-- begin AVAILABLE DATA --

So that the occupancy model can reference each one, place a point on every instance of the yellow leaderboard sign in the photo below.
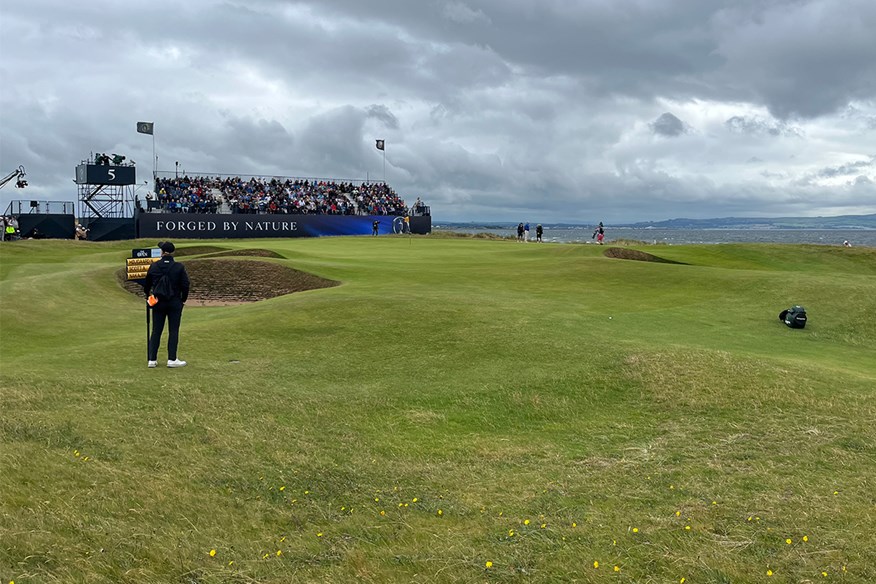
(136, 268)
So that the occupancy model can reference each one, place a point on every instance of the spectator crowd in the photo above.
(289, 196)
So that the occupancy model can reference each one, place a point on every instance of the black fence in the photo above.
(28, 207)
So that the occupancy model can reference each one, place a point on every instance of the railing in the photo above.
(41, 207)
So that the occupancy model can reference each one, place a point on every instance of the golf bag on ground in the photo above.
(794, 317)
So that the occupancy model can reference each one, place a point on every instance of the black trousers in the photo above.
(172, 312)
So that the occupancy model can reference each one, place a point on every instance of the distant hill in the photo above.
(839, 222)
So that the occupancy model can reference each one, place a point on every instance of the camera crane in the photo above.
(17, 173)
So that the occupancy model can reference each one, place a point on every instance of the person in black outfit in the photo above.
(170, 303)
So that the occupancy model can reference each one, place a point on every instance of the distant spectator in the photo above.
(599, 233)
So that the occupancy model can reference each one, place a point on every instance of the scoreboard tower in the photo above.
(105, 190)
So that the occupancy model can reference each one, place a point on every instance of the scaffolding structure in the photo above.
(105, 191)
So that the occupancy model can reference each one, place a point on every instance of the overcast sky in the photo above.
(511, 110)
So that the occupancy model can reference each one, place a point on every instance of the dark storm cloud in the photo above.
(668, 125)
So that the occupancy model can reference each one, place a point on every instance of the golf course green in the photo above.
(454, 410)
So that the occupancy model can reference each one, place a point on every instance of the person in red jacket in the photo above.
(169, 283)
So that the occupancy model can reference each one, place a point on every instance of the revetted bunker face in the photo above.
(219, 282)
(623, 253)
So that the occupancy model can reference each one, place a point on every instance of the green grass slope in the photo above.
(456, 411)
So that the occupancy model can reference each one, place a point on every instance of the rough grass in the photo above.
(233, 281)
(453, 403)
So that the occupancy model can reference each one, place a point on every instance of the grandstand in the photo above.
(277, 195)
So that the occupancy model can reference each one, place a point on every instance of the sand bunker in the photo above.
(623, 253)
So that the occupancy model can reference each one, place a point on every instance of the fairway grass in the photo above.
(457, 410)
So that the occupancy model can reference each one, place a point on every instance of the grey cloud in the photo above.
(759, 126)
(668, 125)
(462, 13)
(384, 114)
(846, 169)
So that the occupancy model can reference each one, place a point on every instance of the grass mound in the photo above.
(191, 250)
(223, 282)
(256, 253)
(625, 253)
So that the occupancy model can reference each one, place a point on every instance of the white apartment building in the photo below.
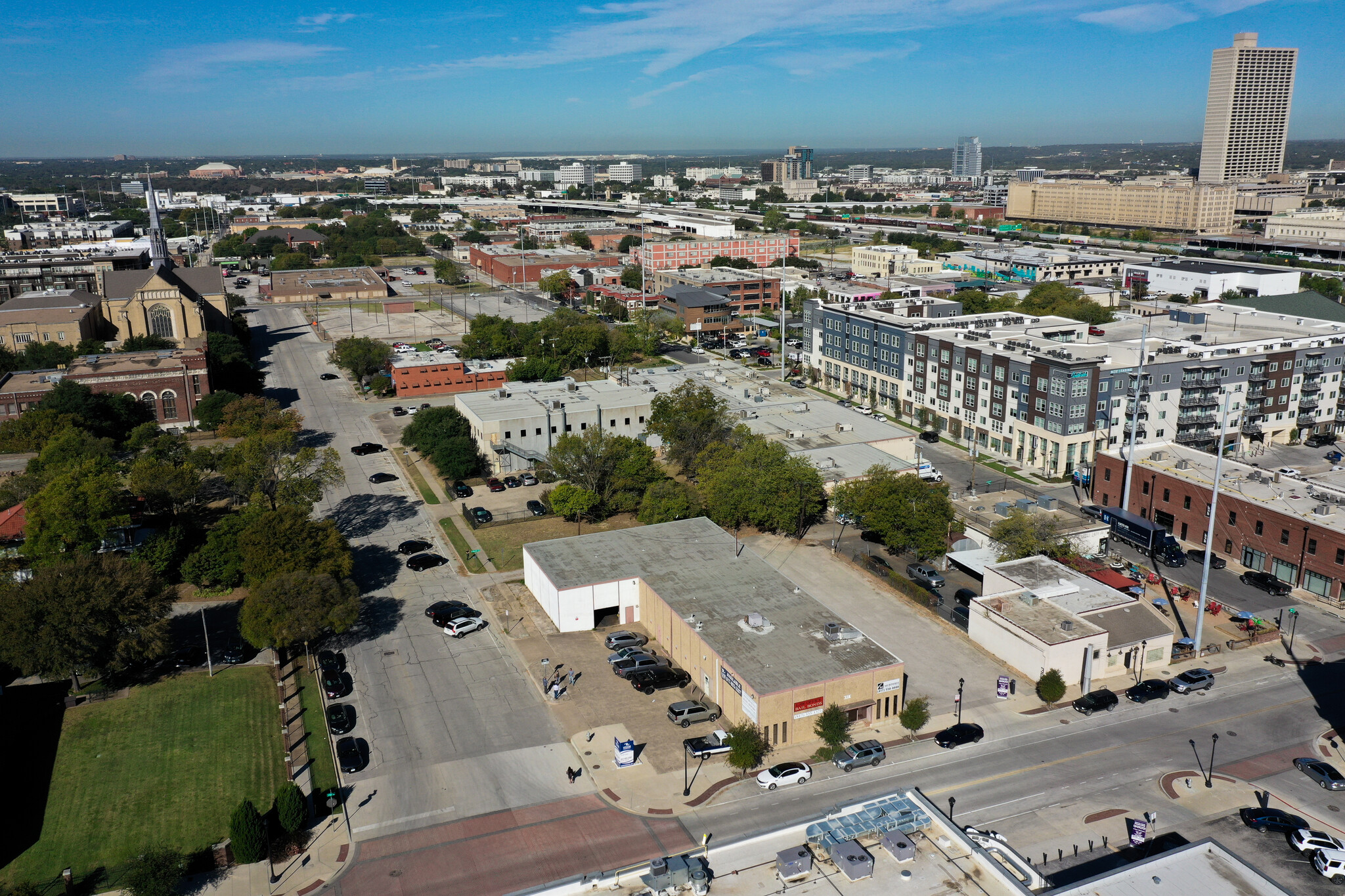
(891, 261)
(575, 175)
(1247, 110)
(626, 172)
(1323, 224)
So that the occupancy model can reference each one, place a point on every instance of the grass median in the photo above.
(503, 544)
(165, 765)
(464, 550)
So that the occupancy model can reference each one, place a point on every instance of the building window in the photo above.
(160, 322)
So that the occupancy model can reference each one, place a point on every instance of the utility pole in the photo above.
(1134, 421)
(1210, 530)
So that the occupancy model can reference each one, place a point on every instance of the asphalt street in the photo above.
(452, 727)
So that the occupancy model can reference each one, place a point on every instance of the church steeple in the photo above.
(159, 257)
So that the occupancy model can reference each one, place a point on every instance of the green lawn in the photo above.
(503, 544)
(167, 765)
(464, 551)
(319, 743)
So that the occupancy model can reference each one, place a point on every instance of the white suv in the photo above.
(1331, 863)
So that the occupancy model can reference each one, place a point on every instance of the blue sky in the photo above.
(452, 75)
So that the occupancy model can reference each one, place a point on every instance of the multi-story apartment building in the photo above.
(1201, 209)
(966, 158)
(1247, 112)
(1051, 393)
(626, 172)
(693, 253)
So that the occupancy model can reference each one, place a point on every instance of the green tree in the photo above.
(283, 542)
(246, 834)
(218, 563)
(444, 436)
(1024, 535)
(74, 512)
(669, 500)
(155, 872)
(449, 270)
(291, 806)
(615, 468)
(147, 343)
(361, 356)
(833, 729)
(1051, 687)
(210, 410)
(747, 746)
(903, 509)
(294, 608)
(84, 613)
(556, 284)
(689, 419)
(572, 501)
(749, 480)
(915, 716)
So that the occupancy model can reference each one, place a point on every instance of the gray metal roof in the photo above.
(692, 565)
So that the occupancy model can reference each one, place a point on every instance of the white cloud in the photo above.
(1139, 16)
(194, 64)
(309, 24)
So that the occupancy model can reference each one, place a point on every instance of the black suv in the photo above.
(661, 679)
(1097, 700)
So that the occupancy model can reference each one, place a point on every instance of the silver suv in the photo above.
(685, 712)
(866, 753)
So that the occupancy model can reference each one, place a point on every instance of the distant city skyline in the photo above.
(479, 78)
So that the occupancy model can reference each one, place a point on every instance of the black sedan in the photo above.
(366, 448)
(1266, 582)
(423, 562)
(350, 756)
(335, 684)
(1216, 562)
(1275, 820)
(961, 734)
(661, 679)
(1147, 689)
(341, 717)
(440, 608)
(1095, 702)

-- end AVAILABLE DATA --

Copy every row above word for word, leaving out the pictures.

SOLUTION BELOW:
So that the occupancy model can reference each one, place a point on every instance of the yellow leaderboard sign in the photo below.
(136, 268)
So that the occupancy model can reference each one, place a point on every instance of the spectator crowd in the photo above.
(289, 196)
So that the occupancy model can reference each one, place a point on every instance of the black fence in the photo above.
(28, 207)
So that the occupancy model can reference each one, place a point on every instance of the railing in the photo above.
(41, 207)
So that the occupancy model can reference each one, place a point on every instance of the golf bag on ground in the photo above.
(794, 317)
So that the occupancy model can reference each one, place a point on every instance of the black trousers in the photo above.
(172, 312)
So that the occupancy model can reference each one, place a point on every instance of the distant hill in the photo above.
(839, 222)
So that the occupancy model can reference each one, place a point on every instance of the camera crane in the photo above.
(17, 173)
So that the occupancy model can reference each one, place a point on every instance of the person in black outfit in the photo above.
(170, 303)
So that the occupancy model can reference each one, place a point on every instance of the distant spectator in the photo above.
(599, 233)
So that the occupancy model can reference each one, place a point on every instance of the scoreboard tower in the photo above.
(105, 190)
So that the occupancy model can reference each one, place a point on every instance of the scaffolding structure in the photo above.
(105, 191)
So that the occupancy model can reference each one, place a point on every instance of the overcast sky in the photo above.
(511, 110)
So that the occupancy model can reference each one, place a point on every instance of the dark storm cloud in the photo above.
(668, 125)
So that the occupancy model can reference each one, place a point on every instance of the golf course green in the photo above.
(454, 410)
So that the occupancy model can reference each one, place a point on every instance of the person in red jacket in the photo above.
(169, 283)
So that the occupancy model can reference each one, place a point on every instance of the revetted bunker face in the photo above.
(219, 282)
(623, 253)
So that the occupancy model can reference each one, place a point on every instance of the green grass slope in the photo above.
(456, 411)
So that the occupancy model can reference each one, place a point on every instance of the rough grass in the photo above.
(233, 281)
(453, 403)
So that the occupancy model can reference each one, place a point on every instance of the grandstand in the photo above.
(277, 195)
So that the occupancy model can reference each one, place a point on every instance of the sand bunker in the photo above.
(623, 253)
So that the occupancy model can reference each one, place a point on every instance of the fairway grass in the photo above.
(457, 410)
So that the occupancy model can reference each one, place a point on every instance of the grey cloud in the photo above.
(759, 126)
(668, 125)
(462, 13)
(384, 114)
(846, 169)
So that the occupancy model can reference each one, place a point on every instance of the grass mound in the photo above.
(191, 250)
(223, 282)
(256, 253)
(625, 253)
So that the occupancy model can reference each one, place a point on every instance of the white apartment building in the photo below.
(891, 261)
(575, 175)
(1247, 110)
(626, 172)
(1323, 224)
So that the occupancy model can reference each one, place a point on every instance of the grass median in the photo above.
(503, 544)
(165, 765)
(464, 550)
So that the occupancy model can reference each one, place a point on every instance of the building window in the photo above.
(160, 322)
So that the occupancy model can reference each one, place a point on every instance of the utility pole in the photo above.
(1134, 421)
(1210, 530)
So that the occupancy model can reference each one, place a point on every instance of the asphalt street in the photo above.
(452, 727)
So that the occupancy model can reference each one, place a point on every instance of the church steeple in the photo above.
(159, 257)
So that the occupancy model can reference each one, place a point on every instance of the green lawn in the photo above.
(503, 544)
(167, 765)
(464, 551)
(319, 743)
So that the occupancy model can reference each one, place a point on every instance of the white suv in the photo above.
(1331, 863)
So that the occupancy model can reference each one, place a point on every instance of the blue sky in the photo above.
(452, 75)
So that the occupancy model can reference each one, place a point on every instance of the multi-story apartment building in the photo above.
(1201, 209)
(966, 158)
(1247, 112)
(1051, 393)
(626, 172)
(693, 253)
So that the occupancy model can reference each one, place a point on every instance of the green tree in the photo above.
(283, 542)
(246, 834)
(218, 563)
(444, 436)
(1024, 535)
(74, 512)
(669, 500)
(155, 872)
(449, 270)
(291, 806)
(615, 468)
(147, 343)
(361, 356)
(833, 729)
(1051, 687)
(210, 410)
(747, 746)
(903, 509)
(294, 608)
(84, 613)
(556, 284)
(689, 419)
(572, 501)
(749, 480)
(915, 716)
So that the occupancy model can reference each one, place a point on every instance of the gray metal roof in the photo above.
(692, 565)
So that the occupancy model can reference each one, place a point on every instance of the white cloud in the photo above.
(1139, 16)
(194, 64)
(309, 24)
So that the occupancy model can reference each one, place a point on every instance of the black suv in the photo above.
(661, 679)
(1097, 700)
So that the occupancy model can reference each one, place a point on every instance of the silver suv in the photo above.
(685, 712)
(866, 753)
So that the occupancy model can reference each one, place a point on every instance of the distant city skyline in the photo above.
(479, 78)
So that the occupancy model can reference each one, place a point on every instance of the black sedan in the photo above.
(366, 448)
(1266, 582)
(423, 562)
(350, 756)
(335, 684)
(1216, 562)
(1275, 820)
(961, 734)
(661, 679)
(1147, 689)
(341, 717)
(440, 608)
(1095, 702)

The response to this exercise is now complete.